*Requirements:*
Update all of the entries below by replacing "An example of the format" with "A sample of the format" wherever it occurs, keeping everything else the same. Leave the pictures out of your answer.

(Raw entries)
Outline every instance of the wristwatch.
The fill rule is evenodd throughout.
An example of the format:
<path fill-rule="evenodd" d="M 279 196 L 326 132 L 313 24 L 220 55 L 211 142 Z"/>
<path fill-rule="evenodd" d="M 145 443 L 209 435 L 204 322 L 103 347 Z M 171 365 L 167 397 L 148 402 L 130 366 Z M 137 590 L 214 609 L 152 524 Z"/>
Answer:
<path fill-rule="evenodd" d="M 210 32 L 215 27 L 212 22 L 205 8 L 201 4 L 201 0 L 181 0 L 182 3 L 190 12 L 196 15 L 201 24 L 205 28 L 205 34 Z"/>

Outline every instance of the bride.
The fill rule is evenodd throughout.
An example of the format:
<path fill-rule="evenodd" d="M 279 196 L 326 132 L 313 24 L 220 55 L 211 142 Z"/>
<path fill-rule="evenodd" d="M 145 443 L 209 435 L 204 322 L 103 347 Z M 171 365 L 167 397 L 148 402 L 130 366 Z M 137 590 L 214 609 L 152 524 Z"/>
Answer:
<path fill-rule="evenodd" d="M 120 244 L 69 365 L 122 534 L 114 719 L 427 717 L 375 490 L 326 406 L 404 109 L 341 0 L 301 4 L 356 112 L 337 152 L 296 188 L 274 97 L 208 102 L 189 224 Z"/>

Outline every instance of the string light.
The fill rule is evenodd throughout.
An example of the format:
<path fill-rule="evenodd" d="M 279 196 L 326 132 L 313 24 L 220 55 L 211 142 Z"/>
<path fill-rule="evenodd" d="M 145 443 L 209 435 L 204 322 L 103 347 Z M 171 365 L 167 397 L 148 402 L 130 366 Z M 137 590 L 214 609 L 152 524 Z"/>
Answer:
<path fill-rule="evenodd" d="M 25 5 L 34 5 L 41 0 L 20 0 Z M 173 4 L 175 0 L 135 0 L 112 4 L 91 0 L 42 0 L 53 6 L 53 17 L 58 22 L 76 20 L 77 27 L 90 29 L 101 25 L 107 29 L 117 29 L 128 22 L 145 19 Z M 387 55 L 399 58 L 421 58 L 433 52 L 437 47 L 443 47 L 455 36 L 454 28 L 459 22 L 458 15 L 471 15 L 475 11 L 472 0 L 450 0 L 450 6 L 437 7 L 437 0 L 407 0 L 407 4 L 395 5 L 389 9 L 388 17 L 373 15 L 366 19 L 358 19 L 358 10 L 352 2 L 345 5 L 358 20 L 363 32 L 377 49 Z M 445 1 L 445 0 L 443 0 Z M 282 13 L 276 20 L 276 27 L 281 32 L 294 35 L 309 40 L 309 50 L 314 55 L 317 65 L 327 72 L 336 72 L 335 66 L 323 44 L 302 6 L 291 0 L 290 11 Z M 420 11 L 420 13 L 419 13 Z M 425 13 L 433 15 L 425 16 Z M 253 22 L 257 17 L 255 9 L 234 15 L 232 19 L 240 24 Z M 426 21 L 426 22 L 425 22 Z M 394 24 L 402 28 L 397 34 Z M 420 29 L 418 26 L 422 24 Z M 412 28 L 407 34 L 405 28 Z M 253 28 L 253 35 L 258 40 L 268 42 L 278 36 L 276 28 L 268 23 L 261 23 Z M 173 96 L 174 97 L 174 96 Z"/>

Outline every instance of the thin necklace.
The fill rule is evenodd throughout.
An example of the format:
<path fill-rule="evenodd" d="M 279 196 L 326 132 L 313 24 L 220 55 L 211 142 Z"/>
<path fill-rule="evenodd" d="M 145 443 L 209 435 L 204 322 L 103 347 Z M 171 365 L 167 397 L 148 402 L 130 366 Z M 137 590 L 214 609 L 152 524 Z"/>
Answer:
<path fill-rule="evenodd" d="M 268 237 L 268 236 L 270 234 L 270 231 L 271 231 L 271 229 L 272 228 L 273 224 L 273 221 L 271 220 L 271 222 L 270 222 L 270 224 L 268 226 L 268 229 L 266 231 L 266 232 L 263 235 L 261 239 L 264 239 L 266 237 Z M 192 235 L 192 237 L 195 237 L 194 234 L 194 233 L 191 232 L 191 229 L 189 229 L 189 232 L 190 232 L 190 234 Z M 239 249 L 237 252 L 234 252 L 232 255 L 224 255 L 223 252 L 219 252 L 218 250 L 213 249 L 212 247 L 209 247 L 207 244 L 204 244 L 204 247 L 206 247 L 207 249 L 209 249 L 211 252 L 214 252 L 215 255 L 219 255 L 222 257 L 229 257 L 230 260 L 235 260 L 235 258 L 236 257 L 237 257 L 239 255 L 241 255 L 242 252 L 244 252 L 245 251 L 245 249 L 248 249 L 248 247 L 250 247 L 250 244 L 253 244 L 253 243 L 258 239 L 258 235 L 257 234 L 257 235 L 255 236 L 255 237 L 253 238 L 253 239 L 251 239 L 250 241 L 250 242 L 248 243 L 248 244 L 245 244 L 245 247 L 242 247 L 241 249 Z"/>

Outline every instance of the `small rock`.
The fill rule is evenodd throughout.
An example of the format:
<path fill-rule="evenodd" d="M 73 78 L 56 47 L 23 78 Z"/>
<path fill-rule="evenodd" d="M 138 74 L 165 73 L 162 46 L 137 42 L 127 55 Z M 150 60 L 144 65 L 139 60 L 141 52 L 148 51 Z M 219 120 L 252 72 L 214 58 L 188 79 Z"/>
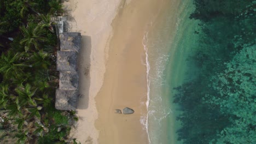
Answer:
<path fill-rule="evenodd" d="M 133 110 L 126 107 L 123 110 L 123 113 L 124 114 L 132 114 L 134 113 L 134 111 Z"/>
<path fill-rule="evenodd" d="M 120 109 L 115 109 L 115 113 L 122 114 L 122 111 Z"/>

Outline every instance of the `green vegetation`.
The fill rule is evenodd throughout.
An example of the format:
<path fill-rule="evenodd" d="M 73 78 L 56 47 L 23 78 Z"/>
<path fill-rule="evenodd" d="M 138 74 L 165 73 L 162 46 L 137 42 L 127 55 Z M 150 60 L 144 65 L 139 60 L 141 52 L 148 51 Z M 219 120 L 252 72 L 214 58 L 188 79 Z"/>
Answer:
<path fill-rule="evenodd" d="M 196 78 L 176 87 L 183 143 L 256 143 L 255 5 L 252 0 L 194 0 L 200 46 L 189 61 Z"/>
<path fill-rule="evenodd" d="M 59 74 L 50 57 L 57 50 L 50 17 L 63 13 L 61 4 L 0 0 L 1 143 L 67 143 L 71 122 L 77 117 L 54 106 Z"/>

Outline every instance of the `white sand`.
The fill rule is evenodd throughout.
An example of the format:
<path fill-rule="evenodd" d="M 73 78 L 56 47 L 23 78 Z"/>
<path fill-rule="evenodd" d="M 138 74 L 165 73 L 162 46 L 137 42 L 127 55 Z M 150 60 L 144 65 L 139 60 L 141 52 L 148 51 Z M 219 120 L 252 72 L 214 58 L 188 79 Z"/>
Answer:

*Answer to the task:*
Outline every instance of the wristwatch.
The fill rule is evenodd throughout.
A sample of the format:
<path fill-rule="evenodd" d="M 279 196 L 326 132 L 313 24 L 220 55 L 211 142 Z"/>
<path fill-rule="evenodd" d="M 145 443 L 209 435 L 204 322 L 103 347 Z M 171 365 L 167 397 L 148 402 L 130 366 Z M 137 590 L 214 609 L 152 524 Z"/>
Answer:
<path fill-rule="evenodd" d="M 210 32 L 215 27 L 212 22 L 205 8 L 201 4 L 201 0 L 181 0 L 182 3 L 190 12 L 196 15 L 201 24 L 205 28 L 205 34 Z"/>

Outline every instance of the bride.
The fill rule is evenodd throughout.
A sample of the format:
<path fill-rule="evenodd" d="M 279 196 L 326 132 L 313 24 L 220 55 L 211 142 Z"/>
<path fill-rule="evenodd" d="M 145 443 L 209 435 L 204 322 L 103 347 Z M 171 365 L 167 397 L 148 402 L 130 366 Z M 137 590 L 214 609 L 152 524 Z"/>
Answer:
<path fill-rule="evenodd" d="M 120 244 L 69 365 L 122 534 L 114 719 L 427 717 L 375 490 L 326 406 L 404 109 L 341 0 L 301 4 L 356 112 L 337 152 L 296 188 L 274 97 L 208 102 L 189 224 Z"/>

Outline every instance of the string light.
The fill rule is evenodd throughout.
A sample of the format:
<path fill-rule="evenodd" d="M 279 196 L 326 132 L 313 24 L 220 55 L 211 142 Z"/>
<path fill-rule="evenodd" d="M 145 443 L 209 435 L 204 322 L 103 347 Z M 171 365 L 167 397 L 148 402 L 130 366 Z M 137 590 L 214 609 L 152 524 Z"/>
Answer:
<path fill-rule="evenodd" d="M 25 5 L 34 5 L 41 0 L 20 0 Z M 173 4 L 175 0 L 135 0 L 112 4 L 91 0 L 42 0 L 53 6 L 53 17 L 58 22 L 76 20 L 77 27 L 90 29 L 101 25 L 107 29 L 117 29 L 128 22 L 145 19 Z M 387 55 L 399 58 L 421 58 L 433 52 L 437 47 L 443 47 L 455 36 L 454 28 L 459 22 L 458 15 L 471 15 L 475 11 L 472 0 L 450 0 L 450 6 L 437 7 L 437 0 L 407 0 L 407 4 L 395 5 L 389 9 L 388 17 L 373 15 L 366 19 L 358 19 L 358 10 L 352 2 L 345 5 L 358 20 L 363 32 L 377 49 Z M 445 1 L 445 0 L 443 0 Z M 282 13 L 276 20 L 276 27 L 281 32 L 294 35 L 309 40 L 309 50 L 314 55 L 317 65 L 327 72 L 336 72 L 335 66 L 323 44 L 302 6 L 291 0 L 290 11 Z M 420 11 L 420 13 L 419 13 Z M 425 13 L 433 15 L 425 16 Z M 253 22 L 257 17 L 255 9 L 234 15 L 232 19 L 240 24 Z M 426 21 L 426 22 L 425 22 Z M 394 24 L 402 28 L 397 34 Z M 420 29 L 418 26 L 422 24 Z M 412 28 L 407 34 L 405 28 Z M 253 28 L 253 35 L 258 40 L 268 42 L 278 36 L 276 28 L 268 23 L 261 23 Z M 173 96 L 174 97 L 174 96 Z"/>

Outline every instance of the thin necklace.
The fill rule is evenodd throughout.
A sample of the format:
<path fill-rule="evenodd" d="M 279 196 L 326 132 L 313 24 L 220 55 L 211 142 Z"/>
<path fill-rule="evenodd" d="M 145 443 L 209 435 L 204 322 L 103 347 Z M 171 365 L 167 397 L 148 402 L 130 366 Z M 137 590 L 214 609 L 152 524 Z"/>
Answer:
<path fill-rule="evenodd" d="M 268 237 L 268 236 L 270 234 L 270 231 L 271 231 L 271 229 L 272 228 L 273 224 L 273 221 L 271 220 L 271 222 L 270 222 L 270 224 L 268 226 L 268 229 L 266 231 L 266 232 L 263 235 L 261 239 L 264 239 L 266 237 Z M 192 235 L 192 237 L 195 237 L 194 234 L 194 233 L 191 232 L 191 229 L 189 229 L 189 232 L 190 232 L 190 234 Z M 239 249 L 237 252 L 234 252 L 232 255 L 224 255 L 223 252 L 219 252 L 218 250 L 213 249 L 212 247 L 209 247 L 207 244 L 204 244 L 204 247 L 206 247 L 207 249 L 209 249 L 211 252 L 214 252 L 215 255 L 219 255 L 222 257 L 229 257 L 230 260 L 235 260 L 235 258 L 236 257 L 237 257 L 239 255 L 241 255 L 242 252 L 244 252 L 245 251 L 245 249 L 248 249 L 248 247 L 250 247 L 250 244 L 253 244 L 253 243 L 258 239 L 258 235 L 257 234 L 257 235 L 255 236 L 255 237 L 253 238 L 253 239 L 251 239 L 250 241 L 250 242 L 248 243 L 248 244 L 245 244 L 245 247 L 242 247 L 241 249 Z"/>

Outline every instance of the `small rock`.
The fill rule is evenodd throughout.
A sample of the format:
<path fill-rule="evenodd" d="M 73 78 L 56 47 L 23 78 Z"/>
<path fill-rule="evenodd" d="M 138 74 L 165 73 L 162 46 L 137 42 L 127 55 Z M 150 60 L 144 65 L 139 60 L 141 52 L 148 51 Z M 219 120 L 252 72 L 214 58 L 188 79 Z"/>
Answer:
<path fill-rule="evenodd" d="M 133 110 L 126 107 L 123 110 L 123 113 L 124 114 L 132 114 L 134 113 L 134 111 Z"/>
<path fill-rule="evenodd" d="M 120 109 L 115 109 L 115 113 L 122 114 L 122 111 Z"/>

Outline every instance of the `green vegetation`.
The fill rule is evenodd throughout.
A sample of the format:
<path fill-rule="evenodd" d="M 73 78 L 56 47 L 23 78 Z"/>
<path fill-rule="evenodd" d="M 138 74 L 165 73 L 162 46 L 137 42 L 127 55 Z M 150 60 L 144 65 L 139 60 L 141 52 L 148 51 Z M 219 120 L 252 72 L 214 58 L 188 79 Z"/>
Answer:
<path fill-rule="evenodd" d="M 196 78 L 176 87 L 183 143 L 256 143 L 255 5 L 252 0 L 194 0 L 200 46 L 189 61 Z"/>
<path fill-rule="evenodd" d="M 59 74 L 50 57 L 57 50 L 50 17 L 63 13 L 61 4 L 0 0 L 1 143 L 67 143 L 71 122 L 77 117 L 54 106 Z"/>

Outline every instance of the `white sand`.
The fill rule is evenodd throughout.
A sample of the format:
<path fill-rule="evenodd" d="M 73 78 L 56 47 L 23 78 Z"/>
<path fill-rule="evenodd" d="M 138 74 L 165 73 L 162 46 L 137 42 L 127 55 Z M 150 60 L 144 65 L 139 60 L 141 52 L 148 51 Z M 219 120 L 252 72 L 214 58 L 188 79 Z"/>
Answer:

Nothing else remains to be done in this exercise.